Individuals considering undergoing knee replacement surgery should ask their doctors to run a test to determine if they have a nickel allergy. Determining if a patient suffers from a nickel allergy will ensure the right knee implant is chosen for their surgery, and possibly save them from considerable pain and suffering down the road.
Roughly 10 percent of the population has a nickel allergy, though many don’t know it. Occasionally, a reaction to nickel-containing jewelry – usually just a mild rash on the skin that has come in contact with item – tips some people off to the allergy. But unfortunately, many knee replacement patients are unaware that they have a nickel allergy until they begin having problems from a knee implant made with the metal. If a patient with a nickel allergy is implanted with such a device, they will experience:
- Swelling at the joint
- Loosening of the knee implant
- Rash or eczema around the site of the knee implant
When a knee implant causes a nickel reaction, the device needs to be surgically removed. A spacer then will be implanted into the joint with antibiotic cement to clear up the infection. A new non-nickel knee replacement device will be implanted once the infection clears up.

____________________

TASK LIST:
**1.** Revise the passage on nickel allergy and knee replacement, starting with "Individuals considering undergoing" and going on through "down the road.", so that "physicians" takes the place of "doctors".
**2.** Extend the passage on nickel allergy and knee replacement past its final sentence.

____________________

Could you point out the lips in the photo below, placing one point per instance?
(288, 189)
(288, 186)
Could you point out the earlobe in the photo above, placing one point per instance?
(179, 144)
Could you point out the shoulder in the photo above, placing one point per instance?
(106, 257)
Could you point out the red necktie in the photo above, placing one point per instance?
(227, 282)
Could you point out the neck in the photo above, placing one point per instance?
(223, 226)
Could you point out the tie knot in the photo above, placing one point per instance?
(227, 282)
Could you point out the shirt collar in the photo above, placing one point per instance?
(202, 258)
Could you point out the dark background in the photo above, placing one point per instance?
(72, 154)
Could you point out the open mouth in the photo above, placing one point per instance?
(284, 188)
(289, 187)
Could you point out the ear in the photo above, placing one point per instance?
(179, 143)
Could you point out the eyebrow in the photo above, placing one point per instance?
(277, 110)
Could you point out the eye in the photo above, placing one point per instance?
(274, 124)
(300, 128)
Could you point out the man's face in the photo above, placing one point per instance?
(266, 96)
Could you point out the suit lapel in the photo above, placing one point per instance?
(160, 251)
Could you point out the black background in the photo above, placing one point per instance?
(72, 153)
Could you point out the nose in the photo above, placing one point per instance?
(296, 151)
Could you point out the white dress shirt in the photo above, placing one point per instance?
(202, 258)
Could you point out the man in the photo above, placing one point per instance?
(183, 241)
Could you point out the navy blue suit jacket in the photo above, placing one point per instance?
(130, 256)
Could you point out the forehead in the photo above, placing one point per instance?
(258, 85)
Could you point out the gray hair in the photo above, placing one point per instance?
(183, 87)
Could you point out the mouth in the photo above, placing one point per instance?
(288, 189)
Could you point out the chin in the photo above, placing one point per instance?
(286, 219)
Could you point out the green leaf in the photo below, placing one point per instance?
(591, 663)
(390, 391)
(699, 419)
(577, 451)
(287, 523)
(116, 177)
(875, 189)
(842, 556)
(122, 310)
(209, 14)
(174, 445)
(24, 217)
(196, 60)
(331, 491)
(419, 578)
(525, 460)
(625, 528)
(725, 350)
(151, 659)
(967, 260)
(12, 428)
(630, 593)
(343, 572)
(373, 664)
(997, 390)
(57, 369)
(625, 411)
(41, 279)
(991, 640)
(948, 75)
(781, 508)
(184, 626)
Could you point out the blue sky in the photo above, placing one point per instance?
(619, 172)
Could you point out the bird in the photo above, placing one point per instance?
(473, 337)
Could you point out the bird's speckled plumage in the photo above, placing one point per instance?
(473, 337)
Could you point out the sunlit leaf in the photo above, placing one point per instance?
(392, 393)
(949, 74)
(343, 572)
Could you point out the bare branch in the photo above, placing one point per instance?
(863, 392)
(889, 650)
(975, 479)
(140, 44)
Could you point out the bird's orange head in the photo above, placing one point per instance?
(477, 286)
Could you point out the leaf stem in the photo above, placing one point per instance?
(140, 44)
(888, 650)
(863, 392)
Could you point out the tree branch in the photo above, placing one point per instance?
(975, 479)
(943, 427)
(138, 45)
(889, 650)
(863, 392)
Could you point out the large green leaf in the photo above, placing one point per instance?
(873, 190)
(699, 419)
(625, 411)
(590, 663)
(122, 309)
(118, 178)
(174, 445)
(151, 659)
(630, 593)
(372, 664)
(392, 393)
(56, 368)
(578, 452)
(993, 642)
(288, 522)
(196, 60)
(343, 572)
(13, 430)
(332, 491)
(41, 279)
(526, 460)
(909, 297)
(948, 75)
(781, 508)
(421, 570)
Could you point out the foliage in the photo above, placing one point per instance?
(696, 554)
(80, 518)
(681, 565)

____________________

YOUR RESPONSES:
**1.**
Individuals considering undergoing knee replacement surgery should ask their physicians to run a test to determine if they have a nickel allergy. Determining if a patient suffers from a nickel allergy will ensure the right knee implant is chosen for their surgery, and possibly save them from considerable pain and suffering down the road.

**2.**
Knee implant devices are made with a variety of metals. In most cases, the bearing part of the joint is made from polyethylene. The other component may consist of a chrome/cobalt alloy or stainless steel, both of which contain nickel. Non-nickel alternatives are made from either titanium, or a ceramic-coated zirconium known as “oxinium.”
Unfortunately, even though using the wrong knee implant in a person with a nickel allergy can have painful consequences, most doctors don’t order metal allergy testing prior to surgery. Patients planning knee replacement surgery should discuss this issue with their doctor, especially if they have any reason to suspect a nickel allergy.